Stored items
++++

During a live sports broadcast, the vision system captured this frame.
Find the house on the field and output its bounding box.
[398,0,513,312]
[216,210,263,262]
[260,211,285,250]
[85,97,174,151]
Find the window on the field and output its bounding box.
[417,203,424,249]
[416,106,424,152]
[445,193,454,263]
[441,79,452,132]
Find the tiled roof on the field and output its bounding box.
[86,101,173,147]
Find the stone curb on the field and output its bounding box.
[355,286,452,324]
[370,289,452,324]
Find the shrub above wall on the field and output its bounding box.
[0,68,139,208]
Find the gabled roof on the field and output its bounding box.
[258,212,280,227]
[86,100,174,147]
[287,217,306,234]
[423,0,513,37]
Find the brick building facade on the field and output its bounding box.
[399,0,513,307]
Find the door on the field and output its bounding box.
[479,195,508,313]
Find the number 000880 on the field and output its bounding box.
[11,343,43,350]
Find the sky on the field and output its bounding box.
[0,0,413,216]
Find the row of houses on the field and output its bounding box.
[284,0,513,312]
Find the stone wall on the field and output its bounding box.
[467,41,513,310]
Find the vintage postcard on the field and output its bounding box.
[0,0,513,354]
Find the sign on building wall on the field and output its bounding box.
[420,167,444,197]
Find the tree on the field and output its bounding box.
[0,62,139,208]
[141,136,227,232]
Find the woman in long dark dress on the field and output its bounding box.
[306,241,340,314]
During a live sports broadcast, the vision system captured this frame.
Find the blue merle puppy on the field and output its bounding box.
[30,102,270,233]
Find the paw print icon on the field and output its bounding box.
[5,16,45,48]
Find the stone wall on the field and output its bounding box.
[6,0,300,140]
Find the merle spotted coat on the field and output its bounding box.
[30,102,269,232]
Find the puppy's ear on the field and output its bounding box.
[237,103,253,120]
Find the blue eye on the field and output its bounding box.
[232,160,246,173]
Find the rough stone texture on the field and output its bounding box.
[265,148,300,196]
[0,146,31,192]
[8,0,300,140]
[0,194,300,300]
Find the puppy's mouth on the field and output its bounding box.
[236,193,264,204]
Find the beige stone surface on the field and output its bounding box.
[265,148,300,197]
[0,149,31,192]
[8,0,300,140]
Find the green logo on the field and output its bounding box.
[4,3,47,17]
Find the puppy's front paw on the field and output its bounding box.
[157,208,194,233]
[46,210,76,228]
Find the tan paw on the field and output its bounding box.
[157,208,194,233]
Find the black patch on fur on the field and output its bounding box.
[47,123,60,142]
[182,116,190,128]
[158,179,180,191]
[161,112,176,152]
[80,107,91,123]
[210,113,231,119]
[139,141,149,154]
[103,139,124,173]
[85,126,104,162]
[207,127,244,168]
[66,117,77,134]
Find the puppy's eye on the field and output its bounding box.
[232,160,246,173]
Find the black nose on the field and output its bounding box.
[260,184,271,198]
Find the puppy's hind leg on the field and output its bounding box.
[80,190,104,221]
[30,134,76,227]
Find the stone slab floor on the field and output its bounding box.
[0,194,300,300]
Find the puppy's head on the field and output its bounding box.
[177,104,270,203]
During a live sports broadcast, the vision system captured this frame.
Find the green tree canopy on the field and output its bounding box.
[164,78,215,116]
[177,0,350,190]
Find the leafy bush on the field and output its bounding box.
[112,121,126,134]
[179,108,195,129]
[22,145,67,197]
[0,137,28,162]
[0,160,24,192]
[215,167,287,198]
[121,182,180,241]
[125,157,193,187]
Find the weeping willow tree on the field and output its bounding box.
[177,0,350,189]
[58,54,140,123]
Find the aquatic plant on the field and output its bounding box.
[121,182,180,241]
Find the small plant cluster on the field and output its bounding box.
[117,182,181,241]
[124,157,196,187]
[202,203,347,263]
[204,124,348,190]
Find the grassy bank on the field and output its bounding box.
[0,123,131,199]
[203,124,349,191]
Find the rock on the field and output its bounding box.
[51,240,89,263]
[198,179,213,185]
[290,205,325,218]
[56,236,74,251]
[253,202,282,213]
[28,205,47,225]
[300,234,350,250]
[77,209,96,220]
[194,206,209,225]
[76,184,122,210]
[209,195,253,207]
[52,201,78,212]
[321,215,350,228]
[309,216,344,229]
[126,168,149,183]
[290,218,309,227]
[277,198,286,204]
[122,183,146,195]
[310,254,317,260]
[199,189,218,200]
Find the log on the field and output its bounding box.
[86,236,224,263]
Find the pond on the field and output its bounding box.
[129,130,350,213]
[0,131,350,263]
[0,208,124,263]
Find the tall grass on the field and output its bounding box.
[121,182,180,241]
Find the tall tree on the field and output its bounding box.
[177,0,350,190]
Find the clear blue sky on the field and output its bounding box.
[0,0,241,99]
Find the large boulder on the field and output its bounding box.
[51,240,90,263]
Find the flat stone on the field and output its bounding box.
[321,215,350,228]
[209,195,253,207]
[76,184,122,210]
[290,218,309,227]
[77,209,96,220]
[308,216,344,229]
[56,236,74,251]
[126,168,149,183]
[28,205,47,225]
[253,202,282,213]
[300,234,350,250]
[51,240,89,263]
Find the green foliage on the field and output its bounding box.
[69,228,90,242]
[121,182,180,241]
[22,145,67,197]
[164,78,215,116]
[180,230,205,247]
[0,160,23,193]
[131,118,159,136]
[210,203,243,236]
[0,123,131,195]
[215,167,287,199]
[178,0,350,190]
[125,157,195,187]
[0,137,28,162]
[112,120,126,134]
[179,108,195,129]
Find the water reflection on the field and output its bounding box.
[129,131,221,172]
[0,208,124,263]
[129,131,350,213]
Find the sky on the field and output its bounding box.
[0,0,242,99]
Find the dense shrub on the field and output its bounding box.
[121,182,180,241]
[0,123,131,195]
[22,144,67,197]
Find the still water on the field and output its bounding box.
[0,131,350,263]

++++

• [Set problem] Can you rewrite only the lines starting at the one containing "Find the door" and ending at the one containing "[237,103,253,120]", both included, keeping each request line as it stands and adjusting every bounding-box coordinate by -28?

• [Solution below]
Find the door on the field and output its bounding box.
[451,167,480,285]
Find the number 000880 on the field and output its bounding box.
[-17,315,15,322]
Find the sky on the field and output its bounding box.
[-28,-28,385,188]
Find the row of houses on the field and output its bounding box.
[256,-28,485,284]
Find the stone wall on the field and output its bounding box.
[439,13,485,282]
Find the vintage postcard on the field and output its bounding box.
[-28,-28,485,326]
Find the sign on building wall on the field and output its bounding box.
[392,139,416,169]
Find the tree on the field and output its bounding box.
[-28,34,111,180]
[113,108,199,204]
Find the woman in long dark dress on the field and output its bounding box.
[278,213,312,286]
During a live sports broadcast, the vision system captured this frame.
Find the blue merle puppy on the field and output its bounding box.
[2,74,242,205]
Find the paw print icon on the field and output its bounding box.
[-23,-12,17,20]
Find the stone wall on the field and output its bounding box.
[-22,-28,272,112]
Find the merle spotted coat on the field and output its bounding box.
[2,74,241,204]
Find the puppy's ear on the field and output its bounding box.
[209,75,225,92]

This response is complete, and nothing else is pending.